━━━ Records for this task
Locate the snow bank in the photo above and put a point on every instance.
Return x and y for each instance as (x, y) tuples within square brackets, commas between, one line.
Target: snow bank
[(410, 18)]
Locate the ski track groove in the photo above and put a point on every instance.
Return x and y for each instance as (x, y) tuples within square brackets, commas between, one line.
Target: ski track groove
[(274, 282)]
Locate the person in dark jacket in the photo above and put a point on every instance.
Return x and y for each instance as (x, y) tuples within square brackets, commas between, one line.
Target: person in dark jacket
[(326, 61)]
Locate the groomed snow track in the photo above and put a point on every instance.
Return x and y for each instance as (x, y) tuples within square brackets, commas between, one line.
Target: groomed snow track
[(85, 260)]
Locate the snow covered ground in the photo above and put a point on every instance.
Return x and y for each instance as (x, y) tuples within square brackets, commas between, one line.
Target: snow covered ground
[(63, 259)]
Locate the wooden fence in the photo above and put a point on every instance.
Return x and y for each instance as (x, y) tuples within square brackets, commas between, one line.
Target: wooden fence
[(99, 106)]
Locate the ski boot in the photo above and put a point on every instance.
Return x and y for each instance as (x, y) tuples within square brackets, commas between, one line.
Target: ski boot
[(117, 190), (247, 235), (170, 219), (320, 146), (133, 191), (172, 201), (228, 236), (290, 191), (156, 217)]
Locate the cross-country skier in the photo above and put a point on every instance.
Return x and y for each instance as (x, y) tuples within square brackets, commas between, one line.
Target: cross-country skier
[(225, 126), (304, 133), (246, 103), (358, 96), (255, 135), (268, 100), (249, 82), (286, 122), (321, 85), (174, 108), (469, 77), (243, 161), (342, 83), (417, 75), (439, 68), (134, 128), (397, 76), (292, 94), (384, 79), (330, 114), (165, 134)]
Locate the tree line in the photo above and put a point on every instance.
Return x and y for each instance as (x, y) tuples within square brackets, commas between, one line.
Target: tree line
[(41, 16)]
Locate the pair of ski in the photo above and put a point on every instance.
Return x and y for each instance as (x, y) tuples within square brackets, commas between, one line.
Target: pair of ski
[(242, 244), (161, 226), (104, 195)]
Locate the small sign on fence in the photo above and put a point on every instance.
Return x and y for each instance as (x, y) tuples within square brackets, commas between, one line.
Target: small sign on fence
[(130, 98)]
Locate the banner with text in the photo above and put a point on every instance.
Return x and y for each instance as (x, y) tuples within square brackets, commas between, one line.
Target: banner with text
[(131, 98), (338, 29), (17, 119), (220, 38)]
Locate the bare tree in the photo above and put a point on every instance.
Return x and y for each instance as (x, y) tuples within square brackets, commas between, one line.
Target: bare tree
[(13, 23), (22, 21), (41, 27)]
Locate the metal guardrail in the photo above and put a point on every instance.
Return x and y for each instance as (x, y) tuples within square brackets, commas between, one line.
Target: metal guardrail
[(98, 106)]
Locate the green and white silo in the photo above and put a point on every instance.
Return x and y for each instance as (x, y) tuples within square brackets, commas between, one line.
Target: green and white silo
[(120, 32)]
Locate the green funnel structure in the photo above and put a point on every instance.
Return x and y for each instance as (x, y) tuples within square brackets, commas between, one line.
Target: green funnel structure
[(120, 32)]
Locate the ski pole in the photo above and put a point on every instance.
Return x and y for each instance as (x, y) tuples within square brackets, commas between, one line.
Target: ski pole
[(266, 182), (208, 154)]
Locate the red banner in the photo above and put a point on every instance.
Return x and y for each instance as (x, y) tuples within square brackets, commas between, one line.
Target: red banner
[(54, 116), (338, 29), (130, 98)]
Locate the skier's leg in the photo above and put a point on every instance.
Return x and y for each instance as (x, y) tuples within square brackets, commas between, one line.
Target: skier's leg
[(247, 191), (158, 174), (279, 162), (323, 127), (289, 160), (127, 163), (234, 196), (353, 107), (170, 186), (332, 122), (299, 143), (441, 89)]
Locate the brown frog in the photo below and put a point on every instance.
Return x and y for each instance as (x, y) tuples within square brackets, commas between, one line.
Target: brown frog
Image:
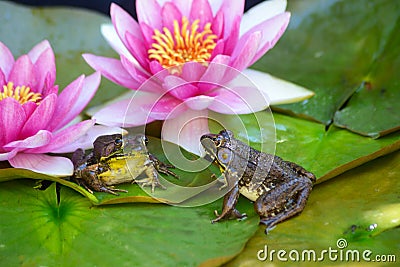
[(114, 161), (278, 188)]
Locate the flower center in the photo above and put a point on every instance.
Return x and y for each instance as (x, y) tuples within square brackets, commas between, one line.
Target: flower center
[(22, 94), (185, 44)]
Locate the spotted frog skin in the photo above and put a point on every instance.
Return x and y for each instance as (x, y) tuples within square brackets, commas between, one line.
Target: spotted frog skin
[(278, 188), (115, 160)]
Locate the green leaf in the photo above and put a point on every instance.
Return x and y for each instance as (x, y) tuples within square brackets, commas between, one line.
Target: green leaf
[(325, 153), (70, 31), (361, 206), (173, 194), (39, 229), (342, 50)]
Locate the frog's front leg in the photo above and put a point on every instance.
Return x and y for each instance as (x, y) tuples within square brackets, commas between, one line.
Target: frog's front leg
[(228, 208), (91, 182), (78, 157), (278, 205), (151, 179)]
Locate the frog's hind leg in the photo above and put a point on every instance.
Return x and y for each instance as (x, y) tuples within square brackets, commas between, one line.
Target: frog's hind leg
[(228, 209), (276, 206), (111, 190)]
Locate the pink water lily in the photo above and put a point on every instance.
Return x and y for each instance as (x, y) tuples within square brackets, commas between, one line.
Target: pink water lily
[(181, 43), (35, 119)]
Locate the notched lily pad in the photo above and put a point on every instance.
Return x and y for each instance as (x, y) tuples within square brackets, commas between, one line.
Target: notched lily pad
[(40, 229), (336, 48)]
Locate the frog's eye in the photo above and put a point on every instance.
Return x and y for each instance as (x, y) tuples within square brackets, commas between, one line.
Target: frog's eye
[(224, 155), (118, 142), (218, 141)]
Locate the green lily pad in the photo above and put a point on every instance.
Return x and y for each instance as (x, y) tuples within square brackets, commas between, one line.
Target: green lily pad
[(347, 53), (188, 180), (46, 228), (325, 153), (70, 31), (360, 207)]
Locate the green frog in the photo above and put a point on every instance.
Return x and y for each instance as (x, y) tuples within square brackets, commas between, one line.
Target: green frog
[(278, 188), (115, 160)]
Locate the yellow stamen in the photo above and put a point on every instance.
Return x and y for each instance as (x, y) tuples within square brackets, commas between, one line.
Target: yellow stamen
[(22, 94), (185, 44)]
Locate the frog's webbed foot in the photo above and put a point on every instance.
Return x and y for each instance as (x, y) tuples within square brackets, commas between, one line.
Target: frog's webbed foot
[(230, 214), (162, 167), (151, 180), (284, 207), (222, 179)]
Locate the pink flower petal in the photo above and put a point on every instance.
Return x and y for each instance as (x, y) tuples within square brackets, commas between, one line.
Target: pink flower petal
[(29, 107), (170, 13), (3, 80), (261, 12), (45, 70), (55, 166), (112, 38), (201, 10), (40, 117), (218, 49), (7, 60), (133, 70), (63, 139), (12, 117), (39, 139), (65, 103), (138, 50), (245, 52), (192, 71), (124, 23), (217, 25), (231, 38), (112, 69), (8, 155), (89, 88), (199, 102), (233, 11), (215, 74), (147, 32), (215, 5), (186, 129), (184, 6), (150, 13), (22, 72), (86, 141), (271, 30), (179, 88)]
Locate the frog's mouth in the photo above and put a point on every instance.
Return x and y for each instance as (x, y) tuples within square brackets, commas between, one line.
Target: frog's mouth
[(209, 146)]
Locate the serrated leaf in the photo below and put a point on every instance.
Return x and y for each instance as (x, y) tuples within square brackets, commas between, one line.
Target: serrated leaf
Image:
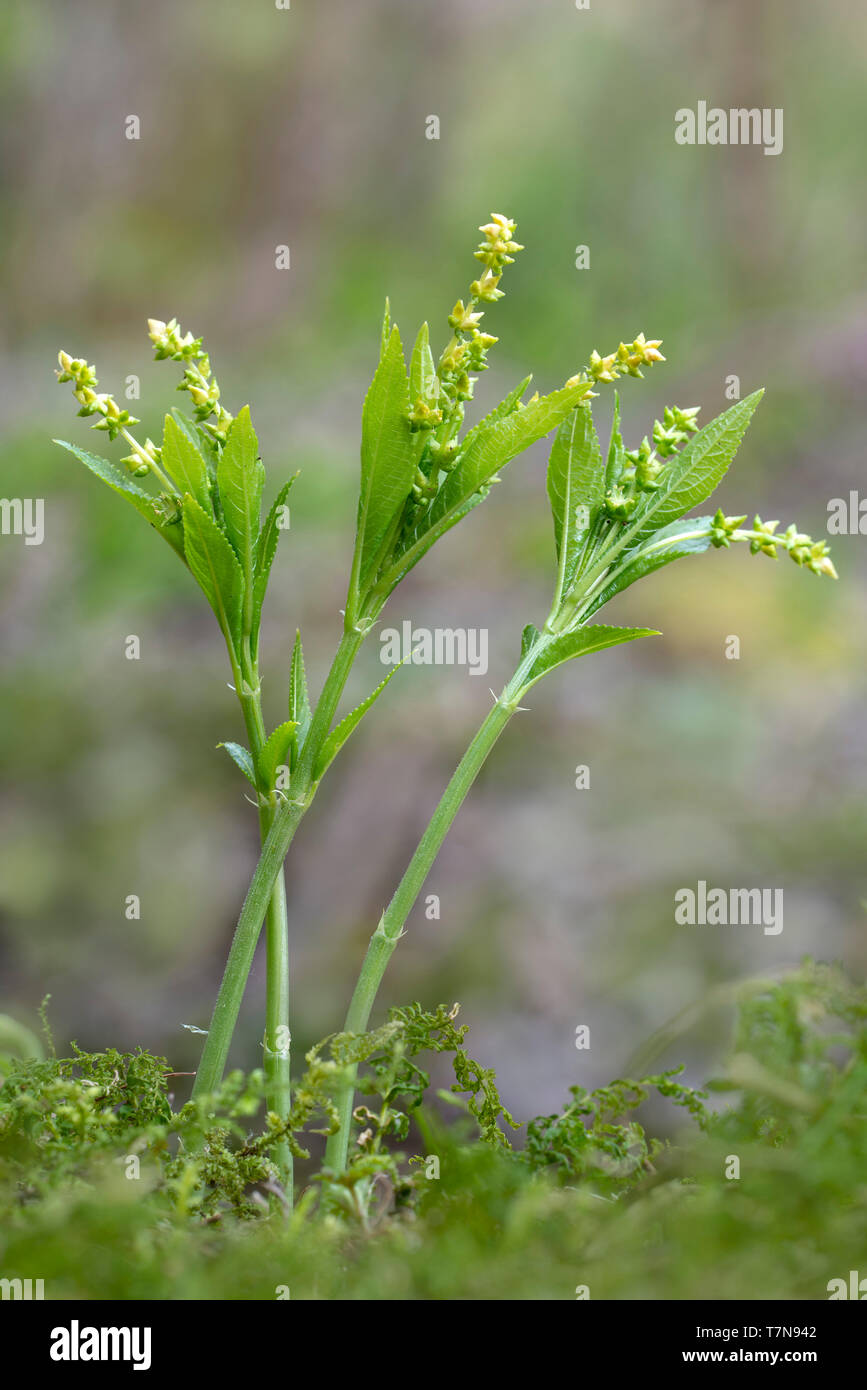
[(388, 456), (299, 699), (241, 478), (185, 464), (214, 565), (425, 537), (263, 559), (492, 448), (696, 470), (277, 751), (581, 642), (242, 758), (199, 438), (670, 544), (124, 485), (575, 480), (506, 406), (423, 373), (338, 736)]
━━━━━━
Brief: Reproduce the stretch of records from the line containing "Locate the groomed" through the line containing "[(63, 259)]", substituting "packed" for "groomed" and leaving all else unchanged.

Exercise output:
Locate the packed snow track in the photo above and put a point on every instance.
Return x and y for each instance as (x, y) tuples within square brackets, commas between, one line.
Target: packed snow track
[(85, 260)]
Locate the snow covered ground in the photo above and put a point on every instance.
Return x and y for each instance as (x, y) tuples within square brackets, commas between, one line.
Target: snow covered ground
[(63, 259)]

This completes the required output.